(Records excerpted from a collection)
::::::::
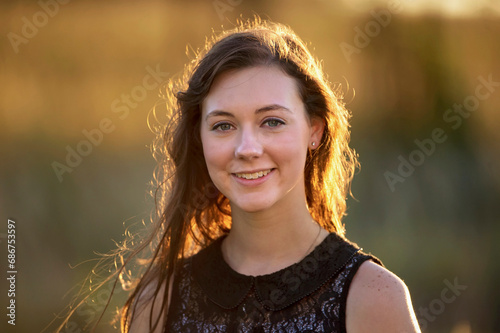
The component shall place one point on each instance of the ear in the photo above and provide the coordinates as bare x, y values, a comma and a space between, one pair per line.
317, 128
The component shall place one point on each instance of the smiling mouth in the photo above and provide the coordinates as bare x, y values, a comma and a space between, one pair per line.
254, 175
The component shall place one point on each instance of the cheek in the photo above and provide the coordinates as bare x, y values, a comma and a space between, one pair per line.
214, 152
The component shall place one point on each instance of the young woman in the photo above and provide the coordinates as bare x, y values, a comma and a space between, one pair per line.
253, 186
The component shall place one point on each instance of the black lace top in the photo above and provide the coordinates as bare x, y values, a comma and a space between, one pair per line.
309, 296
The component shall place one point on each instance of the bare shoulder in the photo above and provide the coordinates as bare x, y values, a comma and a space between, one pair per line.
149, 309
379, 301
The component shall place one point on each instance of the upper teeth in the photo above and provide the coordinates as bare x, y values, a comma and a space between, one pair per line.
254, 175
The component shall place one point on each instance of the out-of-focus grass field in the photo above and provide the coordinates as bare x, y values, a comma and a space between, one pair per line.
440, 224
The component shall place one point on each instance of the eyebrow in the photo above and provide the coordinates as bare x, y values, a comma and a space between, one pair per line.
267, 108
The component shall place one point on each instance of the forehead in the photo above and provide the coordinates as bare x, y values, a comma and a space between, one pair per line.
250, 87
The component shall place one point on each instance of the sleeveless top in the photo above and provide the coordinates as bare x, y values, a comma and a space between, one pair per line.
309, 296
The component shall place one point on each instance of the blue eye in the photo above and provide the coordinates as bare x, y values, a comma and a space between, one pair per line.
273, 122
221, 127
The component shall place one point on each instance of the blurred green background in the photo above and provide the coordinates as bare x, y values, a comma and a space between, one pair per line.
403, 64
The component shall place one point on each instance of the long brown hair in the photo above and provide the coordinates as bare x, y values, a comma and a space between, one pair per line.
191, 211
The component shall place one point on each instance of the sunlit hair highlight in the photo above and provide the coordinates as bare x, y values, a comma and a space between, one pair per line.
191, 212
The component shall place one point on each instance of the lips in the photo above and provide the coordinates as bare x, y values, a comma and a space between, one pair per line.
254, 175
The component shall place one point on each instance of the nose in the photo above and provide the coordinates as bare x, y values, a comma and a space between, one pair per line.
249, 145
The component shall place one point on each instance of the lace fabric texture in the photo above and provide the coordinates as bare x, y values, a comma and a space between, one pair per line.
309, 296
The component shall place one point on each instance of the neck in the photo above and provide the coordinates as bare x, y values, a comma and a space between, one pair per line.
::::::::
Exercise directions: Give back the records word for word, without their pictures.

Exercise result:
The component shall place one point on each instance of the ear in the photo above and provide the coordinates as bare x, y values, a comma and a space between, one pair per line.
317, 128
The component shall place one point on each instance of the smiling mouth in the photo above and provide the coordinates as bare x, y values, a comma and a space between, one pair per line.
254, 175
The component shall place one point on each instance of the cheek in the photo above and provide the coordinates as bare x, y values, a comma and a space between, one pair per line.
214, 152
The component shall place one point on each instance of the young woman in the photo above and provide the coordinates as bare x, y values, a comma and a space between, one pair per line.
253, 186
The component shall place one point on each instance of the black lace top in the photo above and provide the coordinates as bare x, y values, a comma and a space between, one pair per line.
309, 296
The component shall place one point on each instance of the bare shoulder in the photo above and provide the coordinates as bare x, y values, a comma and a space between, one pair per line.
149, 309
379, 301
The component shall place one point on each instance of the upper teeth in the photo above and provide the coordinates as bare x, y values, a comma and a space between, one pair per line.
254, 175
The component shall place one point on each instance of the out-of-focus grass field in the photo above and provide the coordinates as bare x, y values, a comma and a space between, one pair per line.
440, 224
The component shall place one point on each instance of the eyebrow in the photo above and provide the coordinates as bare x, y values, a comma and a space between, one pair per line.
267, 108
The component shall place one point on each instance of the forehead in the photo above and provide the coordinates as bare x, y values, a comma and a space between, one pair per line.
250, 87
The component shall place one point on each instance of the sleeveless top in the photo above and provide the coordinates as bare x, y values, a comma and a space between, one pair per line.
309, 296
The component shall place one point on each instance of the blue eye in the photo above and provide the coordinates as bare x, y values, a comma and a space between, one pair per line.
273, 122
221, 127
The component shall place one point on each instance of the blurred green background in the photo above and provide the coordinates as bare x, y values, a comma and a space between, one pair per line.
403, 64
The component shall place one point on each instance of the long brown hair in the photo above and provide the coordinates as bare x, y values, a comma and a space between, one pair per line.
191, 211
The component shall place one point on each instance of the sunlit hair highlight in the photo above and provide the coordinates as bare x, y values, a comma and a space between, one pair per line.
191, 212
The component shall place one point on each instance of the lips in the photo above and provide the coordinates as bare x, y values, a comma and a space between, one pair per line.
254, 175
The component shall place one point on each instance of the nose in the photo above and provide the coordinates as bare x, y values, a comma and a space between, one pair per line.
249, 145
The component shall place one point on each instance of the lace fabric texture in the photo above and provide the coordinates as bare x, y values, a comma and a space between, one pair per line.
309, 296
The component shall place one point on each instance of the neck in the photo above and provide the coordinates as bare x, y values, a comma and a space between, one pair per line.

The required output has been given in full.